* **The task**
When you reach the line containing "Target: sunlit foliage" in the data below, begin returning lines exactly as written, and stop once the line containing "Target: metal pipe on roof" has been returned.

------ Supplied material ------

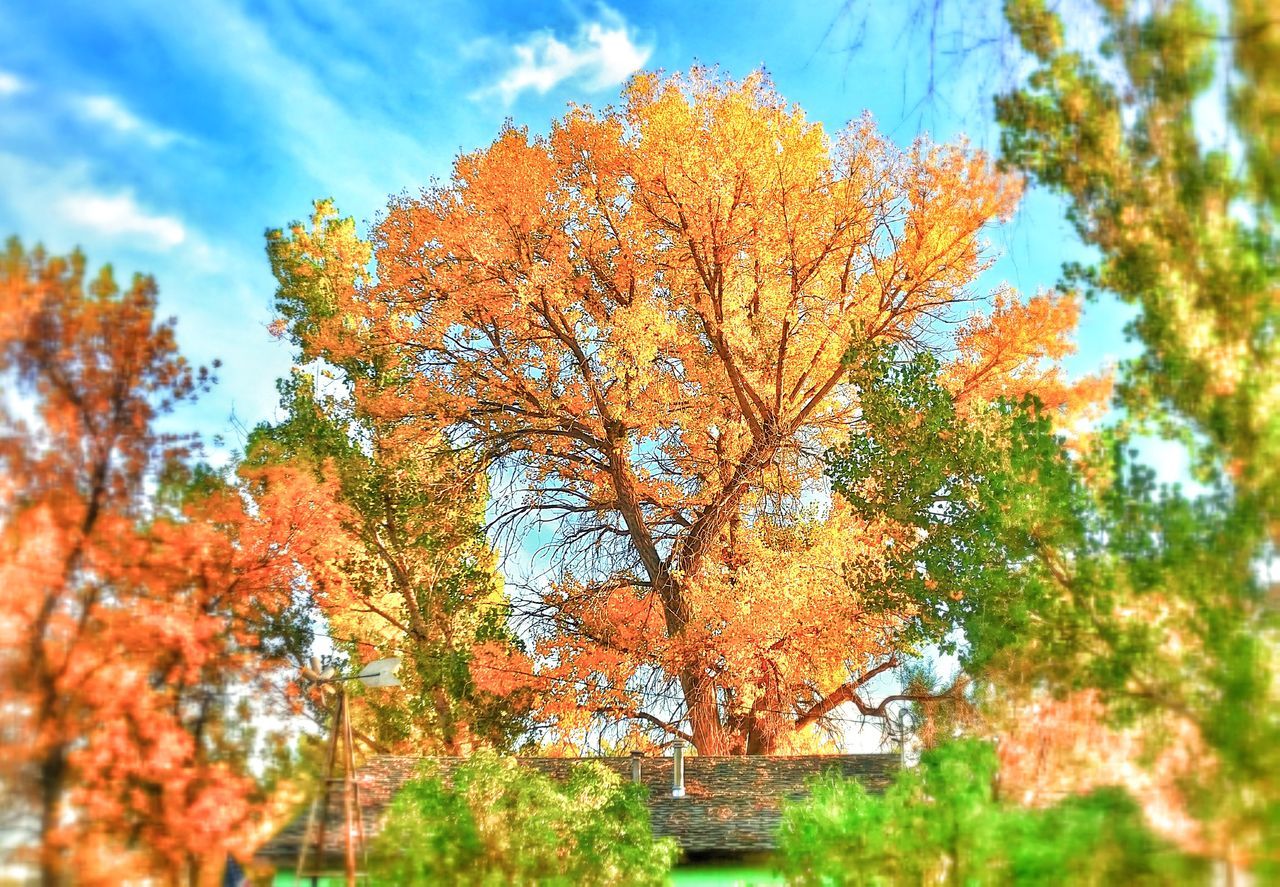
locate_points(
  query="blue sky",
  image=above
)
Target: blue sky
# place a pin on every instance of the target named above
(168, 137)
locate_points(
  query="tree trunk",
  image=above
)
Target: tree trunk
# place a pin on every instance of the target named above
(53, 777)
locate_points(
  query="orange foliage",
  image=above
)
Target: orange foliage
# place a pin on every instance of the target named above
(126, 618)
(1059, 746)
(644, 315)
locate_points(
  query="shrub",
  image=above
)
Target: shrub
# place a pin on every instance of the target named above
(496, 822)
(942, 823)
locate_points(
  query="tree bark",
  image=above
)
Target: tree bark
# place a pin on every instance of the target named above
(53, 778)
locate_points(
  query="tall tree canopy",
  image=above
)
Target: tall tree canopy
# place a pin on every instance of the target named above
(1164, 602)
(644, 316)
(138, 594)
(410, 570)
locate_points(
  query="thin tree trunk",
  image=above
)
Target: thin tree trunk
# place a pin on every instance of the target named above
(53, 777)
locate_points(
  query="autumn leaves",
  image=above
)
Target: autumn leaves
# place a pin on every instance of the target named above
(644, 315)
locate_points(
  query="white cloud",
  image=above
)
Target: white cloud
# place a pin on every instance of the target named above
(10, 83)
(112, 113)
(602, 54)
(120, 216)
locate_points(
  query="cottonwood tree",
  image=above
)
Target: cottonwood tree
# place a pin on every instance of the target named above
(644, 316)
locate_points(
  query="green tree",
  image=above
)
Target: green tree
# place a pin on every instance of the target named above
(494, 822)
(416, 572)
(1075, 562)
(942, 823)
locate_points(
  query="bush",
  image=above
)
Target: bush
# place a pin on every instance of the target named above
(942, 823)
(499, 823)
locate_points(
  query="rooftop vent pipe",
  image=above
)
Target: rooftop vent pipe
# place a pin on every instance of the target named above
(677, 768)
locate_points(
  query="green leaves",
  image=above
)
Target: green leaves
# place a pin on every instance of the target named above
(496, 822)
(944, 823)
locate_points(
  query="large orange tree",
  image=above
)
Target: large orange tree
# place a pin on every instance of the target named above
(644, 316)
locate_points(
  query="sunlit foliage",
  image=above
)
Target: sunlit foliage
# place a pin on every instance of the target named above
(643, 316)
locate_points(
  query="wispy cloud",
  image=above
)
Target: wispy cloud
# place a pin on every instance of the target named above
(10, 83)
(120, 215)
(112, 113)
(602, 54)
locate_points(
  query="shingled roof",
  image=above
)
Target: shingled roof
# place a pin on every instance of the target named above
(731, 805)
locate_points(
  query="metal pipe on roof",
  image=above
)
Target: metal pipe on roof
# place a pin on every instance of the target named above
(677, 768)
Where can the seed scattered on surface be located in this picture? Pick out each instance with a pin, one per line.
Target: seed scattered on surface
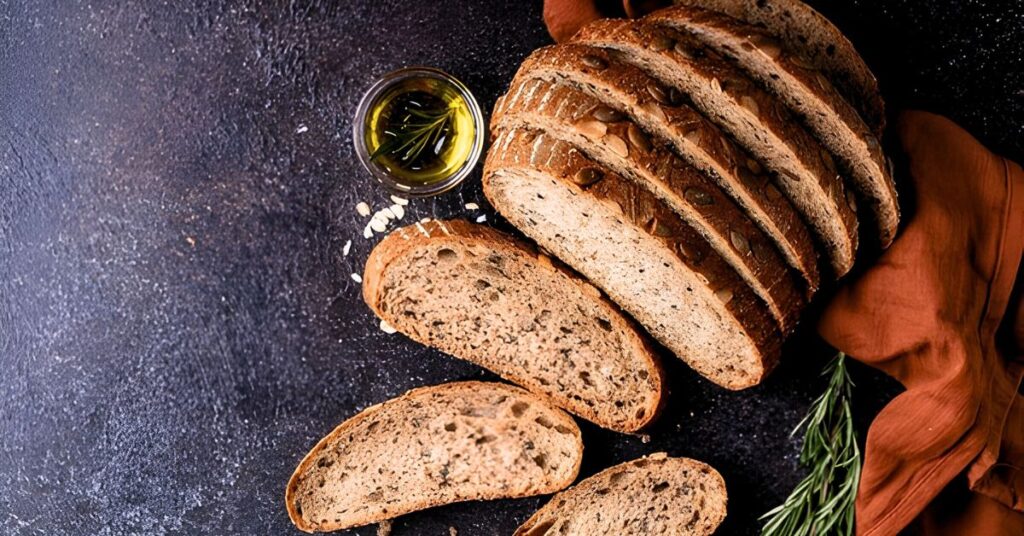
(594, 62)
(739, 242)
(587, 176)
(607, 115)
(662, 42)
(698, 197)
(616, 145)
(750, 104)
(638, 138)
(592, 128)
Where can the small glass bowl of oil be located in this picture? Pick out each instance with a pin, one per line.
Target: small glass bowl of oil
(419, 131)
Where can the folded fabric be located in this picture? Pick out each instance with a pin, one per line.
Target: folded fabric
(939, 313)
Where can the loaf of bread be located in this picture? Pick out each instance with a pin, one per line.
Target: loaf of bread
(483, 296)
(632, 246)
(651, 495)
(809, 94)
(434, 446)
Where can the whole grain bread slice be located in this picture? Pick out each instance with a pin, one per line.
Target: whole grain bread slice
(607, 135)
(694, 138)
(433, 446)
(651, 495)
(631, 245)
(809, 94)
(755, 119)
(483, 296)
(817, 41)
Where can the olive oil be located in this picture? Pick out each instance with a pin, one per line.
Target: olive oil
(421, 130)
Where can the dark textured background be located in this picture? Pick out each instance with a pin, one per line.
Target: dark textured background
(177, 324)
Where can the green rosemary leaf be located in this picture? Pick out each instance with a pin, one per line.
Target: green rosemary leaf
(823, 502)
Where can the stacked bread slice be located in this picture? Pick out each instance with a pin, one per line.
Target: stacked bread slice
(706, 166)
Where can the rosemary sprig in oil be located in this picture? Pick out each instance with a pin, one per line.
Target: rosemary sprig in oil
(823, 502)
(417, 130)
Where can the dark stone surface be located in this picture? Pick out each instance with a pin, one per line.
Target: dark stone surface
(177, 323)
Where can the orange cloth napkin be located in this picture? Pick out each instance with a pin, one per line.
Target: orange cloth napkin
(939, 312)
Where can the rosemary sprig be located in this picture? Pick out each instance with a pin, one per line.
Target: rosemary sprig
(416, 130)
(823, 502)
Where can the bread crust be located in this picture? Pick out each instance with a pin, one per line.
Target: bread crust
(402, 240)
(714, 214)
(692, 136)
(816, 39)
(515, 150)
(560, 418)
(806, 171)
(809, 93)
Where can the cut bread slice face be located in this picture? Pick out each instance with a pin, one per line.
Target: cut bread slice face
(631, 245)
(433, 446)
(694, 138)
(483, 296)
(809, 93)
(606, 135)
(651, 495)
(755, 119)
(817, 42)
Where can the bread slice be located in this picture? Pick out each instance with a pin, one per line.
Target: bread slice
(651, 495)
(434, 446)
(482, 296)
(692, 136)
(817, 41)
(808, 93)
(754, 118)
(631, 245)
(607, 136)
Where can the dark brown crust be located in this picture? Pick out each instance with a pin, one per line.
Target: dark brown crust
(566, 106)
(772, 117)
(409, 238)
(293, 483)
(561, 161)
(602, 481)
(815, 38)
(625, 86)
(734, 40)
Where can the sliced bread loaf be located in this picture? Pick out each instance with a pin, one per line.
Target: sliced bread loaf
(753, 117)
(632, 246)
(481, 295)
(652, 495)
(808, 93)
(817, 41)
(607, 136)
(433, 446)
(697, 140)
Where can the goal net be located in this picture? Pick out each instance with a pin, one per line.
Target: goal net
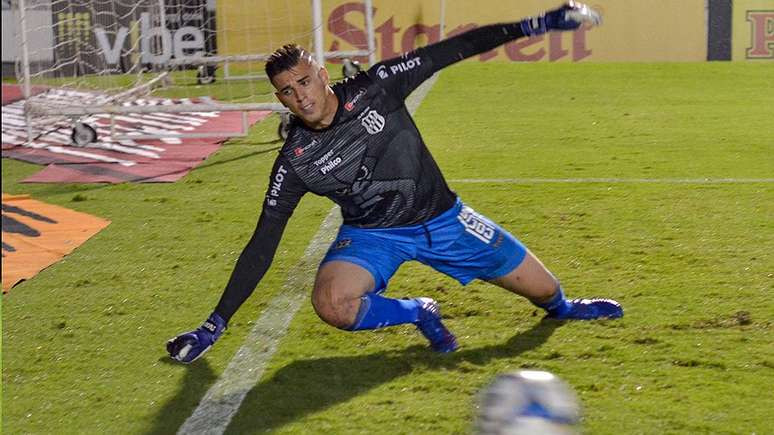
(81, 61)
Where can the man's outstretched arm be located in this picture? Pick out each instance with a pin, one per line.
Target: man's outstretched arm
(405, 73)
(285, 191)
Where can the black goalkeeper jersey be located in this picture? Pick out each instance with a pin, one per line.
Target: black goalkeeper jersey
(371, 160)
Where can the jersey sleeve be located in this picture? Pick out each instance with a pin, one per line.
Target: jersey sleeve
(401, 75)
(282, 196)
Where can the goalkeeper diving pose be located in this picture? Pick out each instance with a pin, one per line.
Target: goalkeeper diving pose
(355, 143)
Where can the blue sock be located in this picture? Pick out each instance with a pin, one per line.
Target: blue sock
(377, 312)
(557, 305)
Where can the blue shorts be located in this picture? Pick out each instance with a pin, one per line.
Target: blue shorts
(460, 243)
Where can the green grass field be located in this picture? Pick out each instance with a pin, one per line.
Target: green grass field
(692, 263)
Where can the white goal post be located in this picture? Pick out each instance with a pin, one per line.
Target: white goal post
(122, 51)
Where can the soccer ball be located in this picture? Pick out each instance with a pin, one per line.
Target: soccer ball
(528, 402)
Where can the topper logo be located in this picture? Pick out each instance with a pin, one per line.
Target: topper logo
(276, 185)
(405, 66)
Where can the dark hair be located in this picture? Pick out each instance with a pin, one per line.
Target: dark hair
(285, 58)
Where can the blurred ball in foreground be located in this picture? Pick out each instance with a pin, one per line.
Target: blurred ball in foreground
(528, 402)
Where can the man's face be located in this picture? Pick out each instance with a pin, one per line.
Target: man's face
(304, 90)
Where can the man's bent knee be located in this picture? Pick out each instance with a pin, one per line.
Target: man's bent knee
(335, 310)
(337, 292)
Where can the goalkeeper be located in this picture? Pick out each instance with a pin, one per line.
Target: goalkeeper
(355, 143)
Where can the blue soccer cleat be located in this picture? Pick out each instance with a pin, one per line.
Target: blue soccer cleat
(589, 309)
(429, 324)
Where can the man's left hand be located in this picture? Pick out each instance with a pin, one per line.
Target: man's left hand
(568, 17)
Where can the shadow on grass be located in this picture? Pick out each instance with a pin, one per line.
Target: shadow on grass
(306, 386)
(199, 377)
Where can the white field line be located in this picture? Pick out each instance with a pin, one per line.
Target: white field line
(613, 180)
(221, 402)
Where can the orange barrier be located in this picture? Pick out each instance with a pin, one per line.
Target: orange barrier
(37, 235)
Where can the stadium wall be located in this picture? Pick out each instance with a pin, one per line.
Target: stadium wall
(655, 30)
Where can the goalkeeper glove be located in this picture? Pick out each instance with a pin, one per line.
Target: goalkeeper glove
(188, 347)
(568, 17)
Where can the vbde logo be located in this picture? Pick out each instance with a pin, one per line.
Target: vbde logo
(762, 35)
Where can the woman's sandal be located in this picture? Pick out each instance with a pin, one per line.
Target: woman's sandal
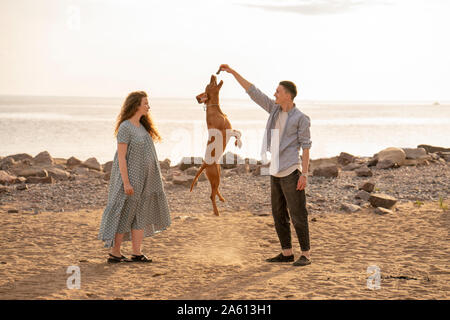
(114, 259)
(140, 258)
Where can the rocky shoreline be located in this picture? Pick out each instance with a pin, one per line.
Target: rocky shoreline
(343, 183)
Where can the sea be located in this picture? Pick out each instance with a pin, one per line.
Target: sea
(83, 127)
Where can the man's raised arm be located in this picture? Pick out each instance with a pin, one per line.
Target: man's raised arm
(259, 97)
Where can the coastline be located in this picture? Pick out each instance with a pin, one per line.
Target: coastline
(50, 226)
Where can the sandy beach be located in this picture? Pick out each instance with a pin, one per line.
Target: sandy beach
(206, 257)
(202, 256)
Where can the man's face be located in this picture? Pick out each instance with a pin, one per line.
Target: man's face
(281, 95)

------

* **Solution**
Target: sunlit foliage
# place a pin on every instance of the target named above
(643, 316)
locate_points(
  query="wispy cloud",
  image=above
)
Target: wispy cloud
# place a pin on every instance of the target named above
(10, 83)
(120, 215)
(112, 113)
(602, 54)
locate_points(
  query="shingled roof",
  image=above
)
Target: shingled roof
# place a pin on every instance of the target named above
(731, 805)
locate_points(
  query="metal pipe on roof",
  image=above
)
Target: metal pipe on roof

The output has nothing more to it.